Trecho fornecido ->
□ □ □ □ □ □ □

Outra boa evidência são os artistas com os quais trabalhou: Legião Urbana, Djavan, João Bosco, Cássia Eller, Simone, Fafá de Belém e os mais recentes trabalhos de Ney Matogrosso, Dori Caymmi, Emílio Santiago, Nana Caymmi, Ivete Sangalo, Gal Costa, Zizi Possi e Hebe Camargo (também opera o PA da apresentadora). Do pai, Sabóia herdou a educação musical, incluindo a teoria, que o permite acompanhar uma partitura durante a gravação. "Ele ouvia muito jazz em casa, só gente da pesada", comenta. Talvez, por isso, possa emitir opiniões polêmicas sobre a relação entre músicos e o sistema Pro Tools, a supremacia da cenografia em shows ao vivo e a necessidade de se impor perante o artista no estúdio.

"O IDEAL É TER LIBERDADE NA PARTE TÉCNICA, POIS NINGUÉM MELHOR DO QUE VOCÊ PARA SABER AONDE PODE CHEGAR"

Fale sobre o seu início na profissão.
Em 1973 eu comecei a fugir do Colégio Zacaria (localizado no bairro do Catete, no Rio) para a Lapa, na época ainda um estúdio de ensaio. Quem gravava era meu pai, e eu - tinha uns 14 anos - e meu irmão ficávamos como assistentes dele. A gente tinha tempo e fazia muitas experiências. Era um laboratório: gravávamos a bateria e tentávamos igualar ao som dos discos. Aprendi muito, ainda mais que ele montou e desmontou o estúdio umas três vezes, cansei de queimar dedo, de ligar fora de fase... Em 1975, meu pai foi para os Estados Unidos e ficou hospedado na residência do Sérgio Mendes, que já tinha um estúdio em casa. Ele comprou dois Revox: fazíamos a base e copiávamos para a outra máquina acrescentando alguma coisa a mais. Simulávamos o Dolby puxando uma alta e depois tirando aquela alta para passar para a outra máquina. Depois ele foi tocar na noite e deixou o estúdio comigo, gravamos muito evangélico e jingle. Quando vieram os home studios, o estúdio começou a cair.

□ □ □ □ □ □ □

Linhas ->
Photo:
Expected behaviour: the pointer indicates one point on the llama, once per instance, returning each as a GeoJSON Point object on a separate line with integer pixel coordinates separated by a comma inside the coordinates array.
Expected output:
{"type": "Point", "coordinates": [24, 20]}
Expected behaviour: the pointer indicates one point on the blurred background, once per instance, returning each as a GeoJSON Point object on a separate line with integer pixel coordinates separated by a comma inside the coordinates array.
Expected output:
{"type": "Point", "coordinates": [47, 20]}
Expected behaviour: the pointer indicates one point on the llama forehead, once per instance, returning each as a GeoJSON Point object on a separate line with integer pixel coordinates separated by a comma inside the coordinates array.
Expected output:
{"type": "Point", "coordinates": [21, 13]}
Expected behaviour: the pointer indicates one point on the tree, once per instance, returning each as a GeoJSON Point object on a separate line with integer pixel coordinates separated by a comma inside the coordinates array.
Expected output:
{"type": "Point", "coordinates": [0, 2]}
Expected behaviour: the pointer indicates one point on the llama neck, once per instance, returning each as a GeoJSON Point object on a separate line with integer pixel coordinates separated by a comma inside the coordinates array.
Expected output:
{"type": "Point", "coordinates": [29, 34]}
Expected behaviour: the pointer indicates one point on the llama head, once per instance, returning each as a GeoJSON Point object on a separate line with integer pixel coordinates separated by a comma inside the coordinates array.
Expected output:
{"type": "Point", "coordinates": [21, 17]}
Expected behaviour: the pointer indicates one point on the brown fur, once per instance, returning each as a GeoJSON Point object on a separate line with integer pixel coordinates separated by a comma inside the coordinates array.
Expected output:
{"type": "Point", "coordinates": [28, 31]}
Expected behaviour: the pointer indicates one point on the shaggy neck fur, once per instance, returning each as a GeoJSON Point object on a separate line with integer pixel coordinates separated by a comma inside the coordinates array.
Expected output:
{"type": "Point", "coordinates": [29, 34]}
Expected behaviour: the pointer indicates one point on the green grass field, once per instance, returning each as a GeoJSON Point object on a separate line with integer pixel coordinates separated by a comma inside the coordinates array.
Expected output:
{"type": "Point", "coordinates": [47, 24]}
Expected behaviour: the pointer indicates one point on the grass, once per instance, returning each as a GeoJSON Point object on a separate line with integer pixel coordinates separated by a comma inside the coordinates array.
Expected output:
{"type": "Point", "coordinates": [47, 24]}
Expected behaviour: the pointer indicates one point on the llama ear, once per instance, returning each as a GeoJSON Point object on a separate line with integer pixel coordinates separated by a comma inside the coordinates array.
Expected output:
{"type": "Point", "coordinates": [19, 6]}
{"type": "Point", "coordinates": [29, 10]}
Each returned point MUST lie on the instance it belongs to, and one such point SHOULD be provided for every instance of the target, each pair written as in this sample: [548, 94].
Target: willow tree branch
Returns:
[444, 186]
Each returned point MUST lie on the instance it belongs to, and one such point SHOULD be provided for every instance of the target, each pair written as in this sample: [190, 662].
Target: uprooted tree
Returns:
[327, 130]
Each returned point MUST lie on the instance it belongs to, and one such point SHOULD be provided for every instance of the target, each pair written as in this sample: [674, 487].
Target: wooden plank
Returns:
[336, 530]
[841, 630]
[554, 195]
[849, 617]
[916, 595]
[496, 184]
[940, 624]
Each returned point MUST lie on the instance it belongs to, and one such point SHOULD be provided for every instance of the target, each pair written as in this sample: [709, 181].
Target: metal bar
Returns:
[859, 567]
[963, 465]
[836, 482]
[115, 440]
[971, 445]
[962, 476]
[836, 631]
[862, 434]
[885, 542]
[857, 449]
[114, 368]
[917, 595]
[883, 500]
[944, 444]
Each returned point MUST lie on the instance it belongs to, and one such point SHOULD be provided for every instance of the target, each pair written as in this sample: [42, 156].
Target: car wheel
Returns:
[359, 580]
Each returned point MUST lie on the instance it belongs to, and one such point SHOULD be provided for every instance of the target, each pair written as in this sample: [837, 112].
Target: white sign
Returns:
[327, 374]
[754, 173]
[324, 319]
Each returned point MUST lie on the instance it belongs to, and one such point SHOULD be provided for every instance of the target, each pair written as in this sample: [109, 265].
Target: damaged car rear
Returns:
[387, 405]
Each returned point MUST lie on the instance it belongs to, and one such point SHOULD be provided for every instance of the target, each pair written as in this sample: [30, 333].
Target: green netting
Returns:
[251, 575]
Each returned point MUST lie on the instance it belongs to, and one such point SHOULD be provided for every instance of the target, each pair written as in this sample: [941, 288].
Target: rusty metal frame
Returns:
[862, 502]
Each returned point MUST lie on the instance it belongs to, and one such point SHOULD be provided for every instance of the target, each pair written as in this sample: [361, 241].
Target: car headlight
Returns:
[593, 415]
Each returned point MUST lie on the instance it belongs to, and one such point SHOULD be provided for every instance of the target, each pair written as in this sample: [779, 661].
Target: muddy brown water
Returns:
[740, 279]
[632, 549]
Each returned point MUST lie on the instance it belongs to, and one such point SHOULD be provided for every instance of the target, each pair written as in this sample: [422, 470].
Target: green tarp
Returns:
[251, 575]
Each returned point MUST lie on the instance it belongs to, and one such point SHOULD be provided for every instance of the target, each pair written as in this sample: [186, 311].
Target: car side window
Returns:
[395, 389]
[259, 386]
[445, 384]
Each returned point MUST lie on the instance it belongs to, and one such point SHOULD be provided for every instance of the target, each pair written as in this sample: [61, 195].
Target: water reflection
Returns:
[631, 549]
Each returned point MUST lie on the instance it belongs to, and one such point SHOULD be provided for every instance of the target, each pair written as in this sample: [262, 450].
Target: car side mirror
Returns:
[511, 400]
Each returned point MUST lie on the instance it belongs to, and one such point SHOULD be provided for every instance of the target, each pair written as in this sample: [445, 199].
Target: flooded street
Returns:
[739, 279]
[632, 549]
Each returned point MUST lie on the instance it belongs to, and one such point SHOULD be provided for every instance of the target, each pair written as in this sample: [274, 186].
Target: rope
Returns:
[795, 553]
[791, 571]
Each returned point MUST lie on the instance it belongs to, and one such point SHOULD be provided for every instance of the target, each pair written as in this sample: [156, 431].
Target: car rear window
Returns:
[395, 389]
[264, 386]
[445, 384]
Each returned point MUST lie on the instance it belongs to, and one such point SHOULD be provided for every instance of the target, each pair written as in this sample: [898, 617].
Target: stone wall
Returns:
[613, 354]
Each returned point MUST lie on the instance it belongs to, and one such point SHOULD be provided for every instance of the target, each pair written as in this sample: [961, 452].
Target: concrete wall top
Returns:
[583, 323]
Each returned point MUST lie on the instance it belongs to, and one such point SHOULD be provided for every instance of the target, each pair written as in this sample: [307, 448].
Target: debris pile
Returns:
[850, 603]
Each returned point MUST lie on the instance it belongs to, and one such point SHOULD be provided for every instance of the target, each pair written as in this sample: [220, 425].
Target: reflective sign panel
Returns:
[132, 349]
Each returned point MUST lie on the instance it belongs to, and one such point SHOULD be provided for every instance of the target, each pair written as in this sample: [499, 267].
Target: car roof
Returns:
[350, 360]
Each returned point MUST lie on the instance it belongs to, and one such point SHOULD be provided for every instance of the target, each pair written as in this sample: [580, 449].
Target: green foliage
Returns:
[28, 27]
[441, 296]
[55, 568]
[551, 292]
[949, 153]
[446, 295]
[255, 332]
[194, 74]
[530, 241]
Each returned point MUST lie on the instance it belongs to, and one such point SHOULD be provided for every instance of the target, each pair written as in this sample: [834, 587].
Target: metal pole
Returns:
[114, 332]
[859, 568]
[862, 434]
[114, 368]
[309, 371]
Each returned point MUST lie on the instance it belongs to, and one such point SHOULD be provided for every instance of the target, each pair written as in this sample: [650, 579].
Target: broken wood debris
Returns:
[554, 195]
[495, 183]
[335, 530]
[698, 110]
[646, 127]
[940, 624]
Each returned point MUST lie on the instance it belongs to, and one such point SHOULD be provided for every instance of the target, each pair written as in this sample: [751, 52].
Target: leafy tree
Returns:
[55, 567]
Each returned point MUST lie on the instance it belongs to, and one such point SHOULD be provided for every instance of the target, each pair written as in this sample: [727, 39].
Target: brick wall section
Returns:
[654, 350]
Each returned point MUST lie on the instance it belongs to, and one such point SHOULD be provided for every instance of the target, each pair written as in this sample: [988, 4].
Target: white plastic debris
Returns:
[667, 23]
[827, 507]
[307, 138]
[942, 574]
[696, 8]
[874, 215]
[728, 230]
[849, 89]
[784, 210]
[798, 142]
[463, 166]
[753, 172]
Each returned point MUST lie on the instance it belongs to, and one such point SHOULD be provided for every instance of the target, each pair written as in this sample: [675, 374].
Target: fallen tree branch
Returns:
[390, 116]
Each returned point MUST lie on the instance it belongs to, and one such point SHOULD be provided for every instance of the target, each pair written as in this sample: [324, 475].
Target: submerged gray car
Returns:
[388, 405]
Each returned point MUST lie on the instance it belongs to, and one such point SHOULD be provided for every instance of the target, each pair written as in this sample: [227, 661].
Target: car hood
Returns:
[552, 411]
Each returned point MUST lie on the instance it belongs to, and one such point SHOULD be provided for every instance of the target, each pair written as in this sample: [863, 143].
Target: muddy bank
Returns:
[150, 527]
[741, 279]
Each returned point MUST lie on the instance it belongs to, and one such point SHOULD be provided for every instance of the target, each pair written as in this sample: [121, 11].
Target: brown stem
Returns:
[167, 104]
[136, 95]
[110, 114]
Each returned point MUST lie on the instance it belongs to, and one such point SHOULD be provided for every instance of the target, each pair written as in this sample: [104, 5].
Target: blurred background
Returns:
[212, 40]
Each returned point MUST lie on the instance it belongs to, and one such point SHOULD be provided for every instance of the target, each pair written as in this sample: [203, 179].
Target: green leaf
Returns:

□ □ □ □ □ □ □

Tarefa a realizar ->
Transcreva, sem nenhuma alteração, a parte do trecho fornecido que começa em "Outra boa evidência" e segue até "início na profissão.".

Resposta completa ->
Outra boa evidência são os artistas com os quais trabalhou: Legião Urbana, Djavan, João Bosco, Cássia Eller, Simone, Fafá de Belém e os mais recentes trabalhos de Ney Matogrosso, Dori Caymmi, Emílio Santiago, Nana Caymmi, Ivete Sangalo, Gal Costa, Zizi Possi e Hebe Camargo (também opera o PA da apresentadora). Do pai, Sabóia herdou a educação musical, incluindo a teoria, que o permite acompanhar uma partitura durante a gravação. "Ele ouvia muito jazz em casa, só gente da pesada", comenta. Talvez, por isso, possa emitir opiniões polêmicas sobre a relação entre músicos e o sistema Pro Tools, a supremacia da cenografia em shows ao vivo e a necessidade de se impor perante o artista no estúdio.

"O IDEAL É TER LIBERDADE NA PARTE TÉCNICA, POIS NINGUÉM MELHOR DO QUE VOCÊ PARA SABER AONDE PODE CHEGAR"

Fale sobre o seu início na profissão.